◆ **Request**
Copy out every line of the entries below exactly, from the line containing "Point to the overhead" down to the last line of the entries.
##### Input data
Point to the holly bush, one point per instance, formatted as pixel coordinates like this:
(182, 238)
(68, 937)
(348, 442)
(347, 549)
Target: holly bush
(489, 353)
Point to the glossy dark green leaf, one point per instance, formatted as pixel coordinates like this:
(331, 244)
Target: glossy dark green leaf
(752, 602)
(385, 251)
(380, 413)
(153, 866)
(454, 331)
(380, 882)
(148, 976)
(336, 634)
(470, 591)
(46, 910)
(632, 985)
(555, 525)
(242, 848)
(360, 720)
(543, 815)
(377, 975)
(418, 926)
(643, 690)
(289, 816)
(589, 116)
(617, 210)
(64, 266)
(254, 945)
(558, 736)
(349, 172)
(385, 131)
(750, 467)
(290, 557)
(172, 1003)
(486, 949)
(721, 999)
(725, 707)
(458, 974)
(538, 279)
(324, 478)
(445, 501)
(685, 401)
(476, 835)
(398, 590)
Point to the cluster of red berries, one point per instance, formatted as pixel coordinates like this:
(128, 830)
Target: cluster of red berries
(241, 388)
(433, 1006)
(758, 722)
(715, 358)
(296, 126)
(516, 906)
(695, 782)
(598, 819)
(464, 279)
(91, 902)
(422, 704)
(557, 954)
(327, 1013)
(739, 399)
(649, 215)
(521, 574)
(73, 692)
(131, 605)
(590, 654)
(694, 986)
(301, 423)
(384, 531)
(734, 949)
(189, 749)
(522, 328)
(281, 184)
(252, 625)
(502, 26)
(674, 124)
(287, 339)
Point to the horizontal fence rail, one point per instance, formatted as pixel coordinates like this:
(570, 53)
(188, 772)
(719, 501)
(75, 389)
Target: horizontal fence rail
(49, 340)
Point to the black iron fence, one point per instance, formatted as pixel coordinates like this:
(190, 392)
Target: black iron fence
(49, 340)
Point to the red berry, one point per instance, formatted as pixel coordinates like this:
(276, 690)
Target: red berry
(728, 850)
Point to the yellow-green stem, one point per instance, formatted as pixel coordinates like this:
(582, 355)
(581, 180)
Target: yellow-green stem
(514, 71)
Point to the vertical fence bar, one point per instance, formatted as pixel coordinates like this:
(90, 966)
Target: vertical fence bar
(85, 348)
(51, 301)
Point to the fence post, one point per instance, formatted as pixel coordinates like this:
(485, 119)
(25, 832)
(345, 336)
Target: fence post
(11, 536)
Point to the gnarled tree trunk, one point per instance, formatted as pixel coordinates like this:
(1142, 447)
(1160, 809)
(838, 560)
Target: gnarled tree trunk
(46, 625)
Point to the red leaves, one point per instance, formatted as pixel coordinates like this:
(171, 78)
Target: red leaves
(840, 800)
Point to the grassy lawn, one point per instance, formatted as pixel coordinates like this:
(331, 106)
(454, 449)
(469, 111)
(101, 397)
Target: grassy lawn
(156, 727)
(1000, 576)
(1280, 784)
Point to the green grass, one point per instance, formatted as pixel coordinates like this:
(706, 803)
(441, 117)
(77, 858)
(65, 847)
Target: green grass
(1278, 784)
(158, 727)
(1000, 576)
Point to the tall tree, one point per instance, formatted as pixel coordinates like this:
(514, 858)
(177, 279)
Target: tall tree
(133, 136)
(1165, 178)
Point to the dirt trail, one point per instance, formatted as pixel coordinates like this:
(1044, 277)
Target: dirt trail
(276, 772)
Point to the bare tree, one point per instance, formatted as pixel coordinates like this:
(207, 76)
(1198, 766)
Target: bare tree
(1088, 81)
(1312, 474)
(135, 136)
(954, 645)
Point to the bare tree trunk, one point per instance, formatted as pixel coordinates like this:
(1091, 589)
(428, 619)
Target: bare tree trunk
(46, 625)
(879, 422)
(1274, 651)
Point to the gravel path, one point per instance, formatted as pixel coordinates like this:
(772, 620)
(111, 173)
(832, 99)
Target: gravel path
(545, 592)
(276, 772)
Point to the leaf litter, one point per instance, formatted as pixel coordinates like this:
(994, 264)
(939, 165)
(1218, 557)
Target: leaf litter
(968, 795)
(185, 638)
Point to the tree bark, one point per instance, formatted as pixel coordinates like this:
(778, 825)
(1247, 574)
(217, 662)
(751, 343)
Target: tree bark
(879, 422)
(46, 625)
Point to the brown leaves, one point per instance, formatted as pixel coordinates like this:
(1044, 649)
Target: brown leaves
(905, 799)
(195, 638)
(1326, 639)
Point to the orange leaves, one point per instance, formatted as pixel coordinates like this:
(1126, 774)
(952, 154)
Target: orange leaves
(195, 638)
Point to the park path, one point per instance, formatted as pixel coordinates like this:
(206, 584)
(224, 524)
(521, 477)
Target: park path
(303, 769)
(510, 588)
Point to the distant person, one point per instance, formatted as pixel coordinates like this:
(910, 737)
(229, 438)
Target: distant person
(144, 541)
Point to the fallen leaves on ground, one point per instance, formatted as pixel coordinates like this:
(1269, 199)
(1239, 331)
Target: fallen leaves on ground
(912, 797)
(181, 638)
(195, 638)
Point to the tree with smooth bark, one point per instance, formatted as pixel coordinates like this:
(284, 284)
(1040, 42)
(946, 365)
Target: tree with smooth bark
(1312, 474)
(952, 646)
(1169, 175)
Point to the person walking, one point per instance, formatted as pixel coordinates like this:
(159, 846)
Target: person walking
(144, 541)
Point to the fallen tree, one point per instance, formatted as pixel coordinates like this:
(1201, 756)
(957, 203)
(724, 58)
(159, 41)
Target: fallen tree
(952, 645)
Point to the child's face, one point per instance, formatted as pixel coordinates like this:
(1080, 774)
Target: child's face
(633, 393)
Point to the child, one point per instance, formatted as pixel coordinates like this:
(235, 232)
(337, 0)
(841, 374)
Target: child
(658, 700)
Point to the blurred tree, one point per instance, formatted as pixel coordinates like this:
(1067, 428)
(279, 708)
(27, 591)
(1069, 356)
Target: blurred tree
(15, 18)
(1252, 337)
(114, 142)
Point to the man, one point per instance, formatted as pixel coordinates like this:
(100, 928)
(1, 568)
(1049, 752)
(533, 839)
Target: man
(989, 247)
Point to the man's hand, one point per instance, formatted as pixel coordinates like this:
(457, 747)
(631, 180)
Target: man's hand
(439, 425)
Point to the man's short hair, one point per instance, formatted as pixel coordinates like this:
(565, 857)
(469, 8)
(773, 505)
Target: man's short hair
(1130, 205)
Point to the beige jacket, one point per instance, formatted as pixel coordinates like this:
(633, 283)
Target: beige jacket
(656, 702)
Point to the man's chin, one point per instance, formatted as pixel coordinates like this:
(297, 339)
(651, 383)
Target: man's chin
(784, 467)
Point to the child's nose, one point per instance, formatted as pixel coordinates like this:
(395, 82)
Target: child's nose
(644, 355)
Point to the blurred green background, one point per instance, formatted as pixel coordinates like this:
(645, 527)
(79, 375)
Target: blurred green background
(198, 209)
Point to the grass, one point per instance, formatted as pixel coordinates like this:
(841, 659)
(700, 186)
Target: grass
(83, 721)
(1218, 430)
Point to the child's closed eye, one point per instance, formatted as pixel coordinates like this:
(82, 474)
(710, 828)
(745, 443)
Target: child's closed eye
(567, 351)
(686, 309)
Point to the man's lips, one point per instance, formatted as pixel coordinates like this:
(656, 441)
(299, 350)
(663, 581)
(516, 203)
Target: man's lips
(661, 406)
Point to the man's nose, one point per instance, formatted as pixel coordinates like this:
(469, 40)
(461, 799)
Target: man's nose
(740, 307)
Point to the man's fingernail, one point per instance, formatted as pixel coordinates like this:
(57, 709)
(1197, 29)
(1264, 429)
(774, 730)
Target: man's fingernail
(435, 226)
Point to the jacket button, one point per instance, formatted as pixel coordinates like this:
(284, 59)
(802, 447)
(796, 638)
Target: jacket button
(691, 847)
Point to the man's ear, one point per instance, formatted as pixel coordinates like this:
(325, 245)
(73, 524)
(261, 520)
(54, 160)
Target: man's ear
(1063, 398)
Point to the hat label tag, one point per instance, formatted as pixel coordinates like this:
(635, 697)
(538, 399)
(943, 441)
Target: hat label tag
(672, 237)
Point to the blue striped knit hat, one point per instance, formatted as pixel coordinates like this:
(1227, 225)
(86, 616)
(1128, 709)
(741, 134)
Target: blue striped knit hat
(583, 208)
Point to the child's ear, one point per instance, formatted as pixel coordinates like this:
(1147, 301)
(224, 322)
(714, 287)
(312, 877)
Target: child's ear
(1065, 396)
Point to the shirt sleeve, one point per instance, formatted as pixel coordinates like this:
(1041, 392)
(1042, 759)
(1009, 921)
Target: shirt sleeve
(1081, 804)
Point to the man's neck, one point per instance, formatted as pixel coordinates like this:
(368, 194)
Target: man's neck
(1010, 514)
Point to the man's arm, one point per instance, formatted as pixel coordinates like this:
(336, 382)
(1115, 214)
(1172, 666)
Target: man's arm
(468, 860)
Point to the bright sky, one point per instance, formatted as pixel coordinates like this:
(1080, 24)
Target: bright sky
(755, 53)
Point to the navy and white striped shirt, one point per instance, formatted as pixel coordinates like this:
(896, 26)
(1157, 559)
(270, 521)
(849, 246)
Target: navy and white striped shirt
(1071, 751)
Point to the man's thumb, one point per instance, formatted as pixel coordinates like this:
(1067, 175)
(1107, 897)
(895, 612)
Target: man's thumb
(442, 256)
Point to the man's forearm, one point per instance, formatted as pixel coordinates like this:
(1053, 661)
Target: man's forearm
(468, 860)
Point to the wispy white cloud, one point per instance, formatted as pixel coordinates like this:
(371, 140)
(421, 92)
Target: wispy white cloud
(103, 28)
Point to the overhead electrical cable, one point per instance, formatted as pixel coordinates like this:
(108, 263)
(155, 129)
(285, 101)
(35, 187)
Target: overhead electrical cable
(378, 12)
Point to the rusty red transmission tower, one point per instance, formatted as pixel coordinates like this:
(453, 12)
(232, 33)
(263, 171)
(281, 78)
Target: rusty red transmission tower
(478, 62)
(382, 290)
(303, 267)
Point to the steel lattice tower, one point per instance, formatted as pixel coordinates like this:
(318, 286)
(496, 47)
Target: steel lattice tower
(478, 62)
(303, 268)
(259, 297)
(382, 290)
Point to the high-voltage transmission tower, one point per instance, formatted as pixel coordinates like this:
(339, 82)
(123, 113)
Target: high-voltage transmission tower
##########
◆ **Response below**
Point to the overhead electrical cable, one point per instance, formatted as pixel coordinates like this:
(108, 263)
(155, 129)
(285, 101)
(35, 187)
Target: overhead electrical cable
(378, 12)
Point to the rusty red transmission tower, one point per instance, formatted as pixel coordinates like this:
(453, 12)
(232, 33)
(263, 171)
(281, 78)
Target: rusty red transmission tower
(478, 62)
(382, 290)
(303, 267)
Point to the steel lattice tower, one point per instance, formatted as pixel coordinates like this:
(318, 286)
(496, 47)
Target: steel lattice tower
(478, 62)
(303, 268)
(259, 297)
(382, 290)
Point to the high-voltage transmission tower, one point per instance, formatted as pixel coordinates like this:
(339, 82)
(123, 113)
Target: high-voltage transmission tower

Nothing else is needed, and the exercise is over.